• Task to complete:
Recast all of the material below as a Markdown table with two columns, Row and Entry, giving each line its own numbered row and leaving out blank lines.
• • • • • • •
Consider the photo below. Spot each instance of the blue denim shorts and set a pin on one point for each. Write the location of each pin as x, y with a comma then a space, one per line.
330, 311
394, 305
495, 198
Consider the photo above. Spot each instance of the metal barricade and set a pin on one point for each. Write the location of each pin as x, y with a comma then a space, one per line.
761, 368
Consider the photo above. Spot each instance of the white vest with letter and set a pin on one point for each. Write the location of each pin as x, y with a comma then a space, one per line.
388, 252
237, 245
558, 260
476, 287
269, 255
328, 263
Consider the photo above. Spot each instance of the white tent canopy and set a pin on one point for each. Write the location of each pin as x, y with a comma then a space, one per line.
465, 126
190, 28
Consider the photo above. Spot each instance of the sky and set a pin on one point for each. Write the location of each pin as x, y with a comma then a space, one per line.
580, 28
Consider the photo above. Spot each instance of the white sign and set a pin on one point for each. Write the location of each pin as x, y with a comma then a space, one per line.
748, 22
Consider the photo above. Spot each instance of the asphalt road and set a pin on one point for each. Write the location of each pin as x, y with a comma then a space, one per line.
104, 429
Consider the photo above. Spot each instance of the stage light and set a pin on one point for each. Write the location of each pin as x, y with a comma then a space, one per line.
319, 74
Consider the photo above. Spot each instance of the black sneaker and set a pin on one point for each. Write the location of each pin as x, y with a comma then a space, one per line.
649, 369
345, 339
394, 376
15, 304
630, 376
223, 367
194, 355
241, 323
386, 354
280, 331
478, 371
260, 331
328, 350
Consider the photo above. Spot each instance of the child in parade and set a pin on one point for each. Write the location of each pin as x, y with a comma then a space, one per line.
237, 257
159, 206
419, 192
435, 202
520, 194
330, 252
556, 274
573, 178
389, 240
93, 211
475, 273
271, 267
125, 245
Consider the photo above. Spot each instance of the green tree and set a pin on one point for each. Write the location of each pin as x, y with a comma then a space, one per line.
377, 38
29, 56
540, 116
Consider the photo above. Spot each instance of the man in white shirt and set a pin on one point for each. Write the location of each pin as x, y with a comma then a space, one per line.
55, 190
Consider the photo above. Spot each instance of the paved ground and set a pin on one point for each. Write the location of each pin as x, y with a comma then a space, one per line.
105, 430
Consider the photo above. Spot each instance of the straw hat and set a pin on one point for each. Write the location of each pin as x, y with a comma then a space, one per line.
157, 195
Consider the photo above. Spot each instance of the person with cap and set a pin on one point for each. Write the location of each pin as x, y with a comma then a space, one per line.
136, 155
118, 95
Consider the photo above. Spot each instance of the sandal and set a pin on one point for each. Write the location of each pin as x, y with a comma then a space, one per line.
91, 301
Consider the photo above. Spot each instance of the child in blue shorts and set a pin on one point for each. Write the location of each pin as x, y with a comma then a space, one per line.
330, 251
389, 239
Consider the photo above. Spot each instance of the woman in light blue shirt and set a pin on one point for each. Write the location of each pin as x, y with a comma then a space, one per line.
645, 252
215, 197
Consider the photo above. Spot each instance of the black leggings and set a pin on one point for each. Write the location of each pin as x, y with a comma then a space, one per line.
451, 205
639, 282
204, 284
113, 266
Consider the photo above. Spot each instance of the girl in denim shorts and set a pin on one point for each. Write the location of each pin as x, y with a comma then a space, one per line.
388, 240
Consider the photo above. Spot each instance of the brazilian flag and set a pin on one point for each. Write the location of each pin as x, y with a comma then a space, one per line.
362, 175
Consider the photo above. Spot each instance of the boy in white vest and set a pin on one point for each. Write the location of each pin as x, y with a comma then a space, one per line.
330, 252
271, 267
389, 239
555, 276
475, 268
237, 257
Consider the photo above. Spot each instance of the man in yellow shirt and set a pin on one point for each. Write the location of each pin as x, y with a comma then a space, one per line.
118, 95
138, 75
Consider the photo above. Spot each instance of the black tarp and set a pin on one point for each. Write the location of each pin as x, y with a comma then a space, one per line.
• • • • • • •
• Task output:
| Row | Entry |
|---|---|
| 1 | Consider the photo below. Spot each instance of the blue denim shorts and set a pin on one point for each. Write the location of each pin as x, y with a comma then a space, one per line. |
| 2 | 330, 311 |
| 3 | 394, 305 |
| 4 | 495, 198 |
| 5 | Consider the photo above. Spot each instance of the metal barricade and set a pin on one point for each. Write the location of each pin as x, y with a comma then a space, one per line. |
| 6 | 761, 368 |
| 7 | Consider the photo above. Spot each instance of the white vest with letter and set a pin on one point for each. Write the location of each pin as x, y with a comma then a space, one per line. |
| 8 | 388, 252 |
| 9 | 237, 245 |
| 10 | 558, 260 |
| 11 | 476, 287 |
| 12 | 269, 255 |
| 13 | 328, 263 |
| 14 | Consider the photo above. Spot each instance of the white tent canopy and set a pin on one point for each. Write the location of each pin as x, y with a comma then a space, one per line. |
| 15 | 465, 126 |
| 16 | 190, 28 |
| 17 | Consider the photo above. Spot each instance of the sky and set a pin on one point for each. Write the location of each pin as x, y with a comma then a space, one per line. |
| 18 | 580, 28 |
| 19 | Consider the photo above. Spot each instance of the white sign and set a pin on one point for each. Write the location of each pin as x, y with a comma then a space, one per line. |
| 20 | 748, 22 |
| 21 | Consider the photo above. Spot each instance of the asphalt road and set a pin on one point for each. Write the location of each pin as x, y with a comma then a space, one per line. |
| 22 | 104, 429 |
| 23 | Consider the photo above. Spot each instance of the stage light and set a pin on one point for each. Write the location of each pin as x, y with a comma then a space, one per line. |
| 24 | 319, 74 |
| 25 | Consider the photo above. Spot each instance of the black sneaker and set a pin on one point for each. Write the location of each pin as x, y with a comma then a space, one per line. |
| 26 | 649, 369 |
| 27 | 345, 339 |
| 28 | 394, 376 |
| 29 | 15, 304 |
| 30 | 630, 376 |
| 31 | 223, 367 |
| 32 | 194, 355 |
| 33 | 241, 323 |
| 34 | 386, 354 |
| 35 | 280, 331 |
| 36 | 478, 371 |
| 37 | 260, 331 |
| 38 | 328, 350 |
| 39 | Consider the photo above. Spot each instance of the child in parade and set a pin on one point for each. Write the location of each pin as x, y with a comma then a space, one per line. |
| 40 | 237, 257 |
| 41 | 159, 206 |
| 42 | 419, 192 |
| 43 | 435, 202 |
| 44 | 520, 194 |
| 45 | 330, 252 |
| 46 | 556, 274 |
| 47 | 573, 178 |
| 48 | 389, 240 |
| 49 | 93, 211 |
| 50 | 475, 273 |
| 51 | 271, 267 |
| 52 | 125, 245 |
| 53 | Consider the photo above. Spot each instance of the green tree and set a pin on one point for each. Write the location of each pin as x, y with a comma then a space, one per line. |
| 54 | 377, 38 |
| 55 | 29, 56 |
| 56 | 540, 116 |
| 57 | Consider the photo above. Spot each instance of the man in white shirt and set a pin on one point for each. Write the location of each pin as x, y with a comma then a space, one per line. |
| 58 | 55, 190 |
| 59 | Consider the photo above. Spot each instance of the paved ground and set a pin on one point for each. Write the location of each pin as x, y with a comma then a space, one per line. |
| 60 | 105, 430 |
| 61 | Consider the photo above. Spot each instance of the straw hat and set a pin on one point for each. Write the location of each pin as x, y with a comma then a space, one per line. |
| 62 | 157, 195 |
| 63 | Consider the photo above. Spot each instance of the person with cap and set a pin on one point for each. Write the location of each pin as x, y with a comma then a space, one per line. |
| 64 | 136, 155 |
| 65 | 118, 95 |
| 66 | Consider the photo above. Spot each instance of the sandal and set a pin on one point for each. Write the location of each pin as x, y with a comma then a space, one per line. |
| 67 | 91, 301 |
| 68 | Consider the photo above. Spot each instance of the child in blue shorts and set a pin on one point for each. Write the location of each pin as x, y with a comma then a space, one per line. |
| 69 | 330, 251 |
| 70 | 389, 239 |
| 71 | Consider the photo above. Spot each instance of the woman in light blue shirt and set a pin on one point for each. Write the location of each pin as x, y with a comma then a space, one per line. |
| 72 | 645, 252 |
| 73 | 215, 197 |
| 74 | Consider the photo above. Spot each instance of the black leggings and set a pin on one point for each. Write the location of each pin as x, y with a comma then a space, one per line. |
| 75 | 451, 205 |
| 76 | 639, 282 |
| 77 | 204, 284 |
| 78 | 113, 266 |
| 79 | Consider the photo above. Spot each instance of the girl in denim shorts and set a pin on one point for each. Write the location of each pin as x, y with a comma then a space, one per line. |
| 80 | 388, 240 |
| 81 | Consider the photo above. Spot each instance of the brazilian flag and set a pin on one point for each. Write the location of each pin as x, y with a comma then a space, one per line. |
| 82 | 362, 175 |
| 83 | Consider the photo above. Spot each instance of the boy in white vest and set a pin on one point for each. Write the location of each pin as x, y with a comma then a space, one per line. |
| 84 | 330, 252 |
| 85 | 271, 267 |
| 86 | 389, 239 |
| 87 | 555, 276 |
| 88 | 475, 268 |
| 89 | 237, 257 |
| 90 | Consider the photo above. Spot each instance of the man in yellow shirt and set a pin on one point for each. Write the location of each pin as x, y with a comma then a space, one per line. |
| 91 | 118, 95 |
| 92 | 138, 75 |
| 93 | Consider the photo above. Spot each instance of the black tarp and set a pin on one point for each. Write the location of each pin as x, y with a comma then a space, one per line. |